▶ **ARTICLE**
Pourquoi les alertes provenant des témoins vont-elles se multiplier?

L'internet mobile version iPhone vient tout juste de naître. De nouvelles applications permettront d'envoyer et de recevoir plus facilement des photos/vidéos. L'apparition d'applications mêlant GPS + signature numérique s'avère prometteuse pour vérifier ces photos/vidéos uploadées depuis le mobile.

Le processus d'envoi reste encore compliqué: il faut transférer les photos sur un PC, s'inscrire sur un site, remplir des champs, charger les photos. Le témoignage participatif version web mobile n'est qu'à la première page du premier chapitre de son histoire. La culture de l'upload est surtout répandue chez les digital natives.

Hier, il était pénible, voire impossible d'envoyer une vidéo depuis son mobile: aujourd'hui c'est la diffusion en direct qui s'annonce à portée de tous.


- Le maillage du territoire.
L'hyper-local, vu comme une longue traîne géographique, c'est peut-être le paradis du témoignage participatif.

Comment mieux couvrir une tempête de neige, sur une zone, qu'en se retrouvant sur une même plateforme, pour échanger ses témoignages?

Combien d'équipes de reporters pour atteindre ce degré de couverture?

Alors que le 7 janvier, la neige tombait à gros flocons sur le sud de l'hexagone, Citizenside (la plateforme participative à laquelle je collabore) a reçu en quelques heures plus de 75 photos pour la seule ville de Marseille, et des vidéos saisissantes.


Comment mieux couvrir certaines zones de guerre, là où les professionnels de l'info sont peu présents (je pense à cet efficace outil pour couvrir la crise au Congo, Ushaïdi)?

Le maillage du territoire par des amateurs ne date pas d'hier, remarque Jeff Mignon: le correspondant local remplit depuis longtemps cette fonction...et remplit 80% des pages de la presse quotidienne régionale, contre une rémunération (modique), et la satisfaction d'écrire pour le journal. Réinventer le rôle du correspondant local devrait être une priorité de la PQR.


Conclusion:

- Si certains enterrent le journalisme citoyen, le témoignage participatif a le vent en poupe.

Comme le rappelle Marie-Catherine Beuth,
l'une des tendances fortes en 2008 pour les cent premiers sites de médias américains (rapport en PDF) fut l'ouverture aux photos amateurs - la majorité des sites accueillant désormais des contributions de leur communauté. Pour la vidéo amateur, seuls 18% des sites aux USA disposent d'un espace dédié: la marge de progression reste importante.

Le succès fulgurant en terme d'audience du Post.fr ne s'explique-t-il pas aussi par le degré d'ouverture à la participation du public? La réussite d'un gratuit sur le web comme 20minutes.fr, n'est-il pas dû , aussi, à l'espace laissé à ses lecteurs, pour notamment envoyer des infos/photos?

▶ **DONNÉES FOURNIES**
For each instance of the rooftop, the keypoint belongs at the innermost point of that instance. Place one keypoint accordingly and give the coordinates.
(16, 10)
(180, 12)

▶ **TRAVAIL DEMANDÉ**
- a) Recopiez le passage de l'article sur le témoignage participatif en partant des mots « Comment mieux couvrir une » et en vous arrêtant après « des vidéos saisissantes. ».
- b) Selon l'article sur le témoignage participatif, par quelles étapes faut-il encore passer pour envoyer ses photos ? Donnez-les toutes.
- c) Reprenez l'article sur le témoignage participatif là où il s'arrête et écrivez la suite.
Ces données n'ont aucun rapport avec l'article.

▶ **EXERCICES CORRIGÉS**
- a)
Comment mieux couvrir une tempête de neige, sur une zone, qu'en se retrouvant sur une même plateforme, pour échanger ses témoignages?

Combien d'équipes de reporters pour atteindre ce degré de couverture?

Alors que le 7 janvier, la neige tombait à gros flocons sur le sud de l'hexagone, Citizenside (la plateforme participative à laquelle je collabore) a reçu en quelques heures plus de 75 photos pour la seule ville de Marseille, et des vidéos saisissantes.

- b)
- transférer les photos sur un PC
- s'inscrire sur un site
- remplir des champs
- charger les photos

- c)
Un autre exemple: l'essor d'iReport.com, la plateforme participative de CNN. Grâce à des appels à témoignages très nombreux lancés sur la chaîne, plus de 225 000 contributions photos/vidéos ont été reçues depuis le lancement en février 2008, et restent accessibles sur le site.

Environ 1 000 par mois sont diffusées à l'antenne. Ce qui permet à CNN de faire remonter des informations locales, comme lors d'une tempête de neige, où les équipes ne peuvent pas forcément accéder.

CNN USA (qu'on peut regarder via Blinkx Beat) diffuse chaque jour à l'antenne les contributions du jour, interviewe ses membres par téléphone, qui commentent leurs images.




- Le défi sera d'intégrer intelligemment le témoignage participatif dans le journalisme participatif, lui-même une branche (pas la seule) du journalisme en général.

Il faut pour cela réinventer le métier de médiateur, les profils des postes (animateur de communauté, PDF sur les "compétences du futur"), former les autres, comme l'imagine Jeff Jarvis, se former à de nouveaux outils, créer ceux qui n'existent pas encore pour mieux communiquer avec sa communauté (et que la communauté puisse elle-même mieux communiquer).

Ouvrir son espace aux commentaires, aux témoignages, sons, écrits, photos et vidéos. Enfin, descendre de son piédestal, pour amorcer le dialogue avec le public (il ne s'agit pas d'un scoop: ces derniers points, et d'autres abordés ici, ont déjà fait l'objet d'une prose abondante).

Info transparence: je suis le rédacteur en chef de Citizenside.com, plateforme d'échange et de vente de photos et vidéos amateurs d'actualité.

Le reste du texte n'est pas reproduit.